= EXTRAIT DU DOCUMENT =
--------
Le plafonnement des revenus des producteurs d’électricité à base d’énergie renouvelable et de nucléaire, la réforme en profondeur du marché de l’électricité, la protection des consommateurs européens et la compétitivité font partie des sujets évoqués ce matin par la présidente de la Commission européenne, qui a également présenté les initiatives phares que la Commission prévoit d’entreprendre au cours de l’année à venir. Et si la réduction de la dépendance de l’UE aux combustibles fossiles russes est un enjeu majeur, Ursula von der Leyen a insisté, dans la lignée du plan REpowerUE, pour investir « davantage » dans les énergies renouvelables et notamment l’hydrogène. Elle a d’ailleurs annoncé la mise en place d’une nouvelle banque publique dédiée au développement de l’hydrogène. Objectif : construire les conditions de marché propices au développement de ce vecteur énergétique, sans se laisser distancer par la Chine et les États-Unis.
--------
= ENTRÉES FOURNIES =
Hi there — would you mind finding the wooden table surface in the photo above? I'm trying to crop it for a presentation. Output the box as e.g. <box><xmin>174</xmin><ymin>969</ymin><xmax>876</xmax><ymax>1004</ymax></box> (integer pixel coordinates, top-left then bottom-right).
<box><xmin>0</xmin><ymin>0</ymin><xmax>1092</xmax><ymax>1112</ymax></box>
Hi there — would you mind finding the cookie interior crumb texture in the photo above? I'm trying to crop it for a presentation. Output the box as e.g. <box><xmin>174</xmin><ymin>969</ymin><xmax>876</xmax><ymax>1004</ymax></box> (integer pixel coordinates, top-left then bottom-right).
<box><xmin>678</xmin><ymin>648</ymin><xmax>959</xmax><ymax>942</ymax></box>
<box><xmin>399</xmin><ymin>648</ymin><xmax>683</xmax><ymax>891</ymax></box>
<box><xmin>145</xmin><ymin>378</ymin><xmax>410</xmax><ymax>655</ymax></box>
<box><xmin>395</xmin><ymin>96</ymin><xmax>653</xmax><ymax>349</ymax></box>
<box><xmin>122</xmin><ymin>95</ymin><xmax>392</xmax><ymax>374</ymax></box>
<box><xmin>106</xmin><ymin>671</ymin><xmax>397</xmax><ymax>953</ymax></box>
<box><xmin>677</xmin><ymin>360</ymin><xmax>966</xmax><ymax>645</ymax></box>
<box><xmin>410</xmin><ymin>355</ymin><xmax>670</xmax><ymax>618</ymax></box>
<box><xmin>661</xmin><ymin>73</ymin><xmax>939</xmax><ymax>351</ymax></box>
--------
= SÉRIE DE TÂCHES =
**A)** Énumérez les sujets que, selon l'extrait, la présidente de la Commission européenne a évoqués ce matin.
**B)** D'après l'extrait, quelle nouvelle structure Ursula von der Leyen a-t-elle annoncée ?
Les entrées ne sont pas utiles pour ces tâches.

= LISTE DES RÉPONSES =
**A)**
- Le plafonnement des revenus des producteurs d'électricité à base d'énergie renouvelable et de nucléaire
- La réforme en profondeur du marché de l'électricité
- La protection des consommateurs européens
- La compétitivité

**B)** Une nouvelle banque publique dédiée au développement de l'hydrogène.